* **Data in this exercise**
>> start

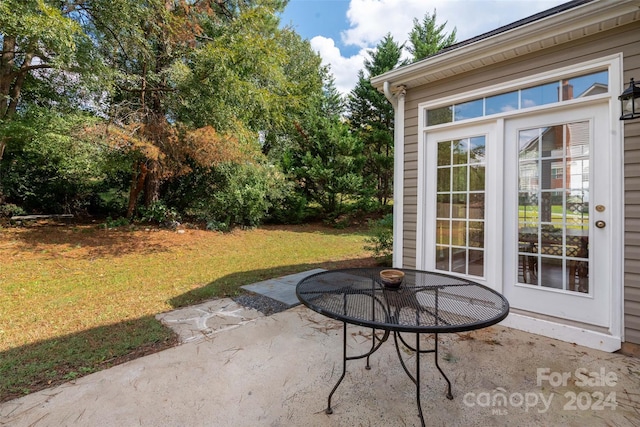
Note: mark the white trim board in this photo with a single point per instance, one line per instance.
(562, 332)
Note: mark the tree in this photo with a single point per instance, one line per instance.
(371, 119)
(428, 38)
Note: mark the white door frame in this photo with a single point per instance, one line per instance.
(606, 339)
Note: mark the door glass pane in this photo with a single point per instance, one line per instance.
(553, 207)
(460, 206)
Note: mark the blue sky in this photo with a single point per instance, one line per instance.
(342, 30)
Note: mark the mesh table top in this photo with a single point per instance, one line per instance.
(426, 302)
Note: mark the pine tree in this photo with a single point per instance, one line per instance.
(428, 38)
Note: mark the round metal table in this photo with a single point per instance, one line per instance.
(425, 302)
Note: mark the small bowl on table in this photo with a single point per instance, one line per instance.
(391, 278)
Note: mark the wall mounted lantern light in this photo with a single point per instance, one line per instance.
(630, 100)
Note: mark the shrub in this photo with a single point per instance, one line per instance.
(381, 241)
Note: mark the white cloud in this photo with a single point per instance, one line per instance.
(371, 20)
(344, 70)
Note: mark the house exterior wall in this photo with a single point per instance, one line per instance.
(624, 39)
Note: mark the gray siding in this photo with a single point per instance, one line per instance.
(625, 39)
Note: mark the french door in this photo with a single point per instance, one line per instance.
(557, 211)
(462, 190)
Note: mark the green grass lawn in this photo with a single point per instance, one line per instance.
(78, 299)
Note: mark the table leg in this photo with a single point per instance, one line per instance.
(374, 348)
(418, 379)
(344, 368)
(449, 395)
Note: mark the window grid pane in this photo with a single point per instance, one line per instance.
(460, 222)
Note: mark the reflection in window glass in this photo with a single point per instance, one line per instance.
(461, 206)
(468, 110)
(476, 149)
(501, 103)
(589, 85)
(539, 95)
(575, 87)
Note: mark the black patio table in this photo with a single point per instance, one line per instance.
(425, 302)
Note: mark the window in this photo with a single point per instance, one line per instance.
(528, 97)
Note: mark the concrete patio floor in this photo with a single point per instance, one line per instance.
(237, 367)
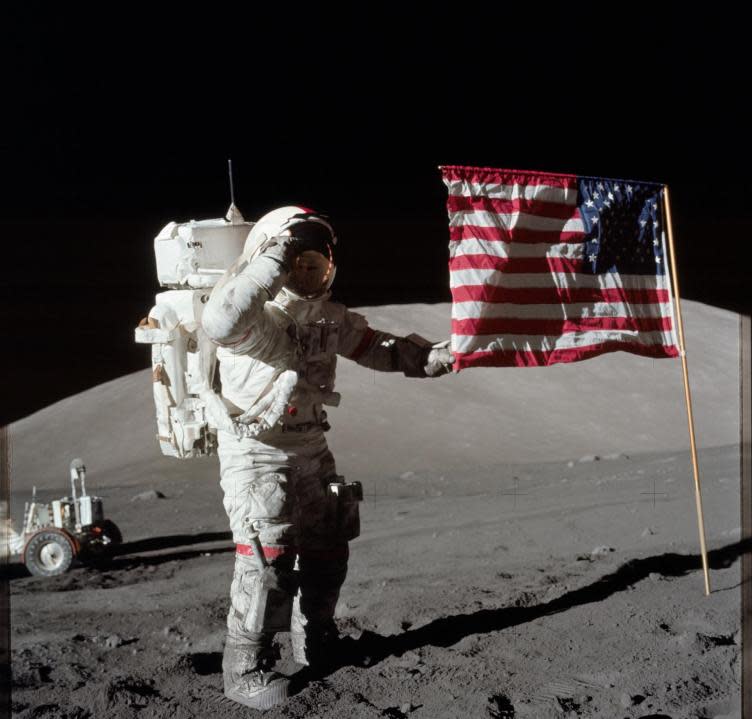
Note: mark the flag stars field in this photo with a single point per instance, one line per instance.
(548, 268)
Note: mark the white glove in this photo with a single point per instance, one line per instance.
(217, 413)
(439, 360)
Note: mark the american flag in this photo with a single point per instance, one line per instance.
(547, 268)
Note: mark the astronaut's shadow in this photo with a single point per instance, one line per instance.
(371, 648)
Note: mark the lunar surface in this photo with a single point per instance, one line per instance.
(529, 547)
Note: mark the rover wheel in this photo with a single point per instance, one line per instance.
(48, 553)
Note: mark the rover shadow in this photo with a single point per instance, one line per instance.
(153, 544)
(121, 557)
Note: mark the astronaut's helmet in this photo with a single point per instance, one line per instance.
(313, 271)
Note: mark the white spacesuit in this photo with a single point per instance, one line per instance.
(278, 338)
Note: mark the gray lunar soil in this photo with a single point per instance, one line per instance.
(529, 547)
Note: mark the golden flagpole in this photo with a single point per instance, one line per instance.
(687, 394)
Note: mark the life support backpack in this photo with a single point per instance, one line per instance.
(191, 258)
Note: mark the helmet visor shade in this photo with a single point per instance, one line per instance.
(310, 273)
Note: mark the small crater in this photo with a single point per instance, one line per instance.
(500, 707)
(205, 663)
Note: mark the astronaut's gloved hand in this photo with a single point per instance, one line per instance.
(282, 248)
(216, 412)
(439, 360)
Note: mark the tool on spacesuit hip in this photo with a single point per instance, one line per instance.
(270, 607)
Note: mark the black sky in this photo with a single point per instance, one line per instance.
(115, 123)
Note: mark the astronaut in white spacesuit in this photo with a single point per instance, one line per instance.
(278, 338)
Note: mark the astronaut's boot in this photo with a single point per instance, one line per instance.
(248, 678)
(313, 633)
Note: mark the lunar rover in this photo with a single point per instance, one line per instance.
(55, 534)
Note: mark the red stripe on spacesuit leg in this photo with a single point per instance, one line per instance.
(363, 346)
(269, 552)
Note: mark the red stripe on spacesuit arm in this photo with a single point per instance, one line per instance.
(363, 345)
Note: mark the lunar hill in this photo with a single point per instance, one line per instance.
(529, 546)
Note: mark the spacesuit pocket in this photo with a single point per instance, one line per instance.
(342, 505)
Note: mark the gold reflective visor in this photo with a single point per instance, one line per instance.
(310, 273)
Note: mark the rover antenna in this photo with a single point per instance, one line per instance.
(232, 186)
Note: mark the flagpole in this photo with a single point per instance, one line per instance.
(687, 394)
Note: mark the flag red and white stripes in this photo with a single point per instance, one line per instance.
(547, 268)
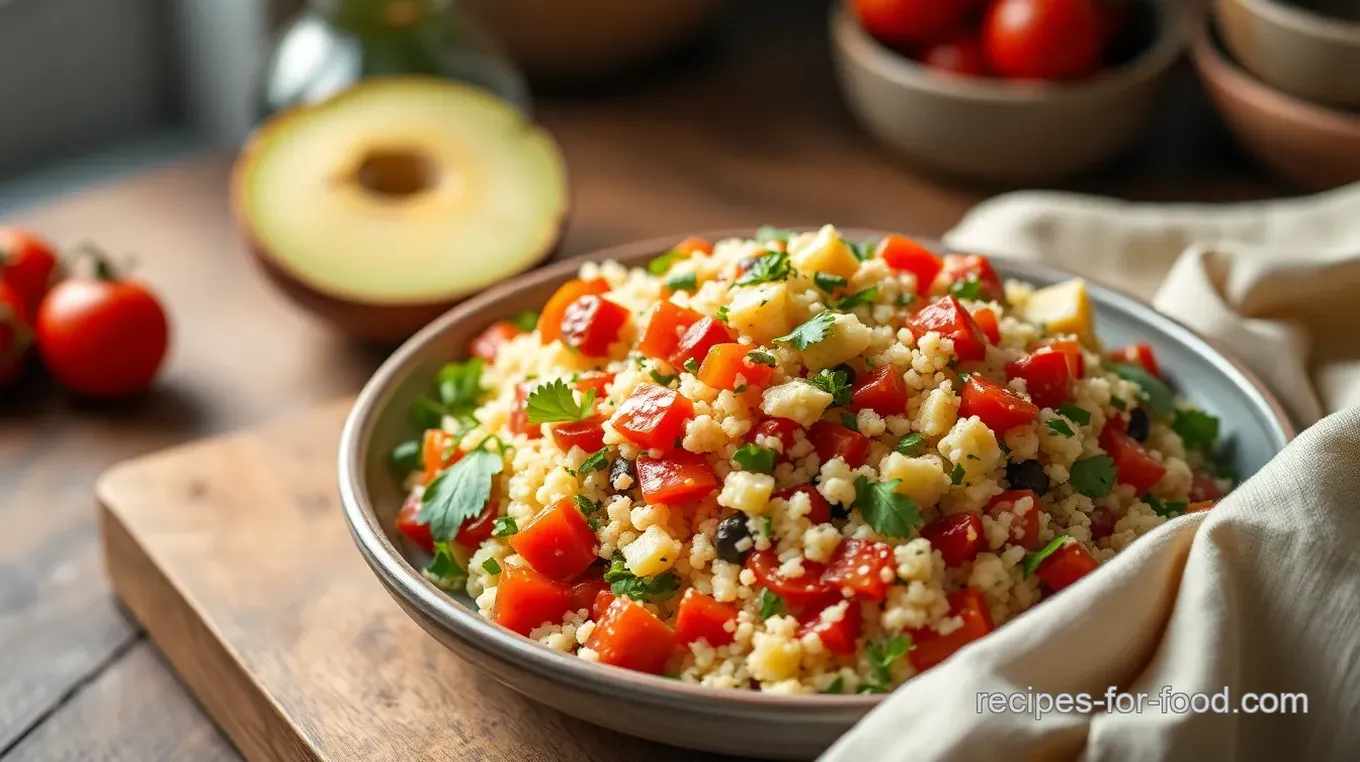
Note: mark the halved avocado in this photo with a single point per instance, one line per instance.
(393, 200)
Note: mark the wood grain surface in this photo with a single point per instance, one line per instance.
(739, 129)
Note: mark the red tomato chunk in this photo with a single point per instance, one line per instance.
(676, 478)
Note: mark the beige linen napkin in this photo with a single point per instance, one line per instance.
(1261, 595)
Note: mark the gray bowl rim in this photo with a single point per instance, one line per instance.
(852, 41)
(482, 634)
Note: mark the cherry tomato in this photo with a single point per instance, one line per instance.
(102, 336)
(29, 264)
(1053, 40)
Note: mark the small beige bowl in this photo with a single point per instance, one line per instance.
(1296, 49)
(1001, 132)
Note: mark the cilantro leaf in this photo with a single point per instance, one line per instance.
(1155, 391)
(812, 331)
(758, 460)
(1035, 558)
(1094, 476)
(890, 513)
(554, 402)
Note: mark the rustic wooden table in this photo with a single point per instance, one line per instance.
(743, 129)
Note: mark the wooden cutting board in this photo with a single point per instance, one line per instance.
(234, 557)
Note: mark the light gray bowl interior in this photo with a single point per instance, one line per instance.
(729, 721)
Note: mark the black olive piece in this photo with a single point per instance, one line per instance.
(731, 532)
(1027, 475)
(1140, 425)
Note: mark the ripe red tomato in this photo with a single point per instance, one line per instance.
(1045, 38)
(29, 264)
(102, 336)
(910, 22)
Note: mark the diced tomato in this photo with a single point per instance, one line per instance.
(1066, 565)
(1137, 354)
(833, 440)
(631, 637)
(653, 417)
(948, 319)
(438, 451)
(490, 340)
(797, 591)
(820, 510)
(1000, 408)
(1047, 377)
(586, 434)
(986, 320)
(861, 566)
(728, 368)
(556, 542)
(592, 324)
(667, 324)
(905, 255)
(930, 648)
(881, 391)
(676, 478)
(1133, 464)
(701, 338)
(550, 320)
(410, 524)
(973, 267)
(702, 617)
(1024, 527)
(838, 637)
(527, 600)
(958, 538)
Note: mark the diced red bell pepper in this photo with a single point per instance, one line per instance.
(490, 340)
(958, 536)
(820, 510)
(556, 542)
(973, 267)
(631, 637)
(653, 417)
(861, 566)
(550, 320)
(833, 440)
(797, 591)
(728, 368)
(949, 320)
(703, 618)
(1000, 408)
(1133, 464)
(930, 648)
(1024, 527)
(1047, 377)
(667, 324)
(676, 478)
(986, 320)
(586, 434)
(592, 324)
(1066, 565)
(905, 255)
(527, 600)
(698, 339)
(838, 637)
(1137, 354)
(881, 391)
(410, 524)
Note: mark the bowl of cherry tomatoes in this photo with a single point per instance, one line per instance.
(1007, 91)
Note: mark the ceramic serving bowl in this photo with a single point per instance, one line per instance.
(788, 727)
(998, 132)
(1307, 48)
(1311, 146)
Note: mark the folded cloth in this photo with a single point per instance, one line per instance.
(1261, 595)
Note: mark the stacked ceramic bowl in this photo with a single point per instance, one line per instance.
(1285, 76)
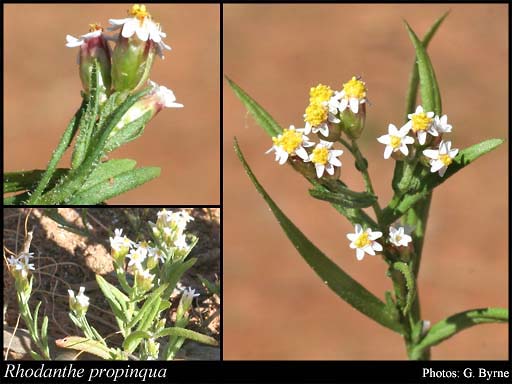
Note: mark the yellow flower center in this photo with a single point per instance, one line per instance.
(320, 155)
(320, 93)
(316, 114)
(95, 27)
(290, 140)
(139, 11)
(420, 122)
(355, 89)
(395, 141)
(362, 241)
(445, 159)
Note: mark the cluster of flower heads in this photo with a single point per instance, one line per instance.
(421, 124)
(20, 265)
(365, 241)
(143, 257)
(328, 111)
(127, 66)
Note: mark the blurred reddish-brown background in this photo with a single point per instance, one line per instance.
(275, 306)
(42, 92)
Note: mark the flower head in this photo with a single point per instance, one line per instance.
(441, 124)
(363, 241)
(441, 158)
(398, 237)
(396, 140)
(290, 143)
(80, 303)
(93, 46)
(324, 158)
(421, 123)
(141, 24)
(353, 94)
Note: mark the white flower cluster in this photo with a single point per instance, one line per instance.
(364, 241)
(20, 265)
(421, 124)
(139, 23)
(324, 110)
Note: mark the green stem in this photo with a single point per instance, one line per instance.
(362, 166)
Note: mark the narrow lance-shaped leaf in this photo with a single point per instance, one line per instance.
(262, 117)
(115, 186)
(456, 323)
(465, 157)
(334, 277)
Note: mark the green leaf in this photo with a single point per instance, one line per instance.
(410, 105)
(65, 191)
(27, 180)
(344, 197)
(114, 304)
(403, 268)
(134, 339)
(104, 171)
(398, 207)
(430, 95)
(127, 133)
(64, 143)
(456, 323)
(333, 276)
(86, 345)
(146, 308)
(89, 120)
(172, 272)
(261, 116)
(188, 334)
(115, 186)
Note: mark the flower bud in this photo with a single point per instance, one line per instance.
(80, 303)
(93, 47)
(143, 280)
(138, 41)
(153, 102)
(353, 123)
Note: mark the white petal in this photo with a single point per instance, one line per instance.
(129, 29)
(432, 153)
(354, 104)
(301, 152)
(376, 246)
(319, 170)
(388, 151)
(404, 149)
(384, 139)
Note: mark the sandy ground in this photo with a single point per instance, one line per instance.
(66, 260)
(276, 307)
(42, 92)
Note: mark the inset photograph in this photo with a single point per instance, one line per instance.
(365, 181)
(112, 103)
(112, 283)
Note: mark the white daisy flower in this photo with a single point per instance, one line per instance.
(317, 117)
(441, 124)
(422, 123)
(289, 143)
(441, 158)
(398, 237)
(80, 303)
(325, 158)
(141, 25)
(352, 95)
(364, 241)
(137, 256)
(396, 140)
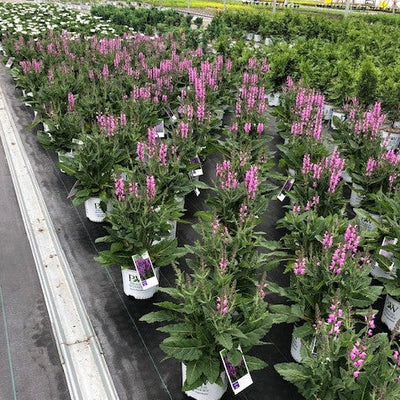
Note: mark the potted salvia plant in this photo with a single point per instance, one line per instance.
(93, 165)
(240, 191)
(139, 233)
(210, 325)
(359, 140)
(384, 246)
(346, 362)
(319, 185)
(335, 263)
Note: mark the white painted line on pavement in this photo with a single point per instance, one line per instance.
(81, 355)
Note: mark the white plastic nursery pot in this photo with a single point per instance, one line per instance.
(391, 312)
(172, 234)
(328, 111)
(69, 154)
(274, 99)
(93, 210)
(339, 115)
(391, 139)
(295, 348)
(207, 391)
(132, 286)
(368, 225)
(378, 272)
(268, 41)
(356, 198)
(346, 177)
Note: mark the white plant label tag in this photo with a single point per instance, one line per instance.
(144, 268)
(387, 242)
(391, 312)
(285, 189)
(238, 375)
(198, 171)
(160, 130)
(10, 62)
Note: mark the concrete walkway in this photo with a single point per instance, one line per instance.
(29, 364)
(130, 348)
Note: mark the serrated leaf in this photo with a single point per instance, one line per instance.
(169, 306)
(193, 372)
(176, 329)
(235, 356)
(303, 331)
(254, 363)
(182, 349)
(158, 316)
(293, 372)
(202, 185)
(211, 368)
(225, 340)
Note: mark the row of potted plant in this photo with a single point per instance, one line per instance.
(322, 50)
(329, 258)
(144, 163)
(137, 166)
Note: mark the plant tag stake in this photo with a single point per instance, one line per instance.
(386, 242)
(160, 130)
(238, 375)
(195, 173)
(77, 142)
(285, 189)
(170, 114)
(145, 270)
(10, 62)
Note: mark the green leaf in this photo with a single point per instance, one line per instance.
(176, 329)
(182, 349)
(193, 371)
(235, 356)
(202, 185)
(254, 363)
(292, 372)
(211, 367)
(116, 246)
(169, 306)
(158, 316)
(303, 331)
(225, 340)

>> end

* **What this task involves**
Copy the lines word for word, beginning at the line that contains "Note: mark the cherry" and stopping after the line that contains "(1001, 132)".

* **Solution for this exercise**
Note: mark the cherry tomato in this photo with a single point per instance, one line per instance.
(102, 336)
(29, 264)
(1053, 40)
Note: mark the small beige bowl in this photo with a single point per instance, one line per instance.
(1296, 49)
(1001, 132)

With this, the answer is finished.